SELECTED EXTRACT

···

In my case the crypto_LUKS partition contains LVM2_member (because I set up LVM) which is another virtual device that under it contains the concrete filesystems ext4 (/) and swap. You don't probably have to use LVM to achieve encryption, but I used it because you can do cool stuff like extend a volume to two hard disks, snapshotting etc.

You can think of crypto_LUKS and LVM2_member as filters: they take something as input, and give something as an output. crypto_LUKS takes the raw encrypted blocks from the hard disk and give the decrypted blocks as an output. LVM is another filter (and another indirection) which gives additional features.

The above textual graph in a more visual way:

               +-----------+
               |           |
               | Hard disk |
               |           |
               +-+---+---+-+
                 |   |   |
        +--------+   |   +--------+
        |            |            |
        |            |            |
+-------v---+  +-----v----+ +-----v------------------+
|           |  |          | |                        |
|  Volume 1 |  | Volume 2 | | Volume 3               |
|  EFI      |  | /boot    | | crypto_LUKS            |
|           |  |          | | (virtual block device) |
+-----------+  +----------+ |                        |
                            +------+-----------------+
                                   |
                                   |
                            +------v------+
                            |             |
                            | Volume 1    |
                            | LVM2_member |
                            |             |
                            +--+--------+-+
                               |        |
                               |        |
                          +----v-----+ +v-----+
                          |          | |      |
                          | / (root) | | swap |
                          | ext4     | |      |
                          |          | +------+
                          +----------+

How the system boots up

Since the encryption is implemented in software (Linux kernel module), the system has to read some stuff from the hard drive to be able to present a user interface for asking the passphrase to recover the encryption key with (to achieve decryption), so how can you say my data is secret if the computer can read some data off of the disk without my passphrase?

Good question! Basically it boils down to this: the boot partition (/boot) is unencrypted and it contains the kernel and the most important modules that are required before actually booting the machine into usable state. These things are required pre-boot:

  • Kernel (/boot/vmlinuz-4.8.0-53-generic)
  • Initial RAM disk (/boot/initrd.img-4.8.0-53-generic, read more)

···

OBJECTIVES
- A) Rewrite the part of the passage on disk encryption starting at "Since the encryption" and ending at "without my passphrase?", changing "passphrase" to "password".
- B) Express the lines of the listing as a JSON list of strings, one string per line and leaving out blank lines, starting at the first line of the listing and ending at the line that contains "[268,283,700,425]", with both ends included.
The listing that follows has no connection to the passage on disk encryption.

···

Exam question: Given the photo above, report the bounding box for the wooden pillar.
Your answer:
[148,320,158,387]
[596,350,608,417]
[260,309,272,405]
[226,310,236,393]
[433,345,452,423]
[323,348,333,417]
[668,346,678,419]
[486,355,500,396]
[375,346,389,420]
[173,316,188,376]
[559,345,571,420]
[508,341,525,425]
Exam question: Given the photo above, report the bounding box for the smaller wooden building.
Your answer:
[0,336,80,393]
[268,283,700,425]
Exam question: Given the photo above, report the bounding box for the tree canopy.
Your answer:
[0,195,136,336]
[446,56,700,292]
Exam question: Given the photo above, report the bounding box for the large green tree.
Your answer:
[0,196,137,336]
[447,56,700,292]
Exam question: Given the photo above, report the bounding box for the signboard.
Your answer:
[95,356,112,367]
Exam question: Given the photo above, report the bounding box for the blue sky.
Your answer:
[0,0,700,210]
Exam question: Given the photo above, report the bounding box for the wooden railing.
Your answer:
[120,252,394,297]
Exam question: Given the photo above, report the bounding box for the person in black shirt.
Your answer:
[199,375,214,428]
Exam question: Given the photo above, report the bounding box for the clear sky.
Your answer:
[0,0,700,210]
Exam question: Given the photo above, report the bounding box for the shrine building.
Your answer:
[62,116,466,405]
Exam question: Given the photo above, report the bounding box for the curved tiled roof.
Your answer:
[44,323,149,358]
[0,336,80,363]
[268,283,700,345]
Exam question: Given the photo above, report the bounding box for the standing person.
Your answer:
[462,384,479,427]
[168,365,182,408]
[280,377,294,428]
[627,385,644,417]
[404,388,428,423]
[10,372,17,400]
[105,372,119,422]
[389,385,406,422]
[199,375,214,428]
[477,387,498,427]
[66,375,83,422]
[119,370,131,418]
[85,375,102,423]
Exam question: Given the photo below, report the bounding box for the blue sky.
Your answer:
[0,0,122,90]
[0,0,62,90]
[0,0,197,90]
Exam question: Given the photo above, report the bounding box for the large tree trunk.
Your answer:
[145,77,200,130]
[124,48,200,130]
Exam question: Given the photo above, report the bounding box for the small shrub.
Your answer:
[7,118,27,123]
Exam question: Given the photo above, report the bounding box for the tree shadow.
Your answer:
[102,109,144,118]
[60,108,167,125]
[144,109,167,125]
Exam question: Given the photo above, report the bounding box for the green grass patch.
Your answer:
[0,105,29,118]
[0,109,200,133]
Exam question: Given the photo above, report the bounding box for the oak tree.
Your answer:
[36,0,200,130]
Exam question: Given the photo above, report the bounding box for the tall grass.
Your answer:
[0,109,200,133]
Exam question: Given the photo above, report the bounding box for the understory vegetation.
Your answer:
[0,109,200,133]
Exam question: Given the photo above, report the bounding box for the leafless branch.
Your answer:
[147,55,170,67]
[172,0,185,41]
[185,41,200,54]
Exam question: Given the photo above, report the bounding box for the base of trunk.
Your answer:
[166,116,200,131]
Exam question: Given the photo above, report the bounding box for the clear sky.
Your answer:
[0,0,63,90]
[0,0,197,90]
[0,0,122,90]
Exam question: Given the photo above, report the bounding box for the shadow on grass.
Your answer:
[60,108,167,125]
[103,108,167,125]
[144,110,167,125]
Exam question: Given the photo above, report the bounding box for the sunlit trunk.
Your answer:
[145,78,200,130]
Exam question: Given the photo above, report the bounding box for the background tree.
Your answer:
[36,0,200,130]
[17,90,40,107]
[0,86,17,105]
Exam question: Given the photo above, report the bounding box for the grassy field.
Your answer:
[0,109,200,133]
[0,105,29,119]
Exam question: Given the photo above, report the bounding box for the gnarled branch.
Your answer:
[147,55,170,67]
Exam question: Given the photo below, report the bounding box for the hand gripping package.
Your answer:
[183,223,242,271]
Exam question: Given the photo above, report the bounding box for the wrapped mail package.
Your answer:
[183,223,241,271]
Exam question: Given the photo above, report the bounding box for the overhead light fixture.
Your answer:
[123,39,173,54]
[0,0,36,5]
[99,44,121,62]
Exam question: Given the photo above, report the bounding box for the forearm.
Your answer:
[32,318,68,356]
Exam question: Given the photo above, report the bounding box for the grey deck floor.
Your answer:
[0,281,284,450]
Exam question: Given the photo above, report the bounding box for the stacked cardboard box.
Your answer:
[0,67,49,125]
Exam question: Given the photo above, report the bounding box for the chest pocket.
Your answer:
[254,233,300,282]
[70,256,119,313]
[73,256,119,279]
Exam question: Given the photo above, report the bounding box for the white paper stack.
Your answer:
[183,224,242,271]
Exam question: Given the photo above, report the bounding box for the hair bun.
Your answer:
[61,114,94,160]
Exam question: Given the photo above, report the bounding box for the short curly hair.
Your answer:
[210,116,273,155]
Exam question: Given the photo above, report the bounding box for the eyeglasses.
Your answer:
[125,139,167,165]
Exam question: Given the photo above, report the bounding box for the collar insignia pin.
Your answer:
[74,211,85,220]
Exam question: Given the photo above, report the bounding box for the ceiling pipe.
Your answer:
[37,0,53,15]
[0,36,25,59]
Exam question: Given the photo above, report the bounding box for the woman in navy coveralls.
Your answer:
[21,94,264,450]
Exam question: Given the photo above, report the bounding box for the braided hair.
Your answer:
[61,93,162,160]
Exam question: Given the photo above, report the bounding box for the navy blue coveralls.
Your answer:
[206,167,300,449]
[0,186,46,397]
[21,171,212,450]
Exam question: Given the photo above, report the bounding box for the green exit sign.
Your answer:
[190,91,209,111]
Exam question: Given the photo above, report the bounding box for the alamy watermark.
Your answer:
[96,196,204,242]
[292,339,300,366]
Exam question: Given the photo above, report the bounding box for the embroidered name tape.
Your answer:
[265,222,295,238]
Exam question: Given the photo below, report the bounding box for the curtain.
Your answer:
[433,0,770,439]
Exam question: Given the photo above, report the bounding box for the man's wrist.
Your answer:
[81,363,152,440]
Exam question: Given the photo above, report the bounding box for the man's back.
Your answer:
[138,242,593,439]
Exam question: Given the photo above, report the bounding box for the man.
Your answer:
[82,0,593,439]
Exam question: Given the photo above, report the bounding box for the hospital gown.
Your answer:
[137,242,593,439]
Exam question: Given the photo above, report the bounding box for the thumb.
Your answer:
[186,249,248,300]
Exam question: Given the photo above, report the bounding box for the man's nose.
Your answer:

···

SOLUTIONS TO THE EXERCISE
- A)
Since the encryption is implemented in software (Linux kernel module), the system has to read some stuff from the hard drive to be able to present a user interface for asking the password to recover the encryption key with (to achieve decryption), so how can you say my data is secret if the computer can read some data off of the disk without my password?

- B)
[
  "Exam question: Given the photo above, report the bounding box for the wooden pillar.",
  "Your answer:",
  "[148,320,158,387]",
  "[596,350,608,417]",
  "[260,309,272,405]",
  "[226,310,236,393]",
  "[433,345,452,423]",
  "[323,348,333,417]",
  "[668,346,678,419]",
  "[486,355,500,396]",
  "[375,346,389,420]",
  "[173,316,188,376]",
  "[559,345,571,420]",
  "[508,341,525,425]",
  "Exam question: Given the photo above, report the bounding box for the smaller wooden building.",
  "Your answer:",
  "[0,336,80,393]",
  "[268,283,700,425]"
]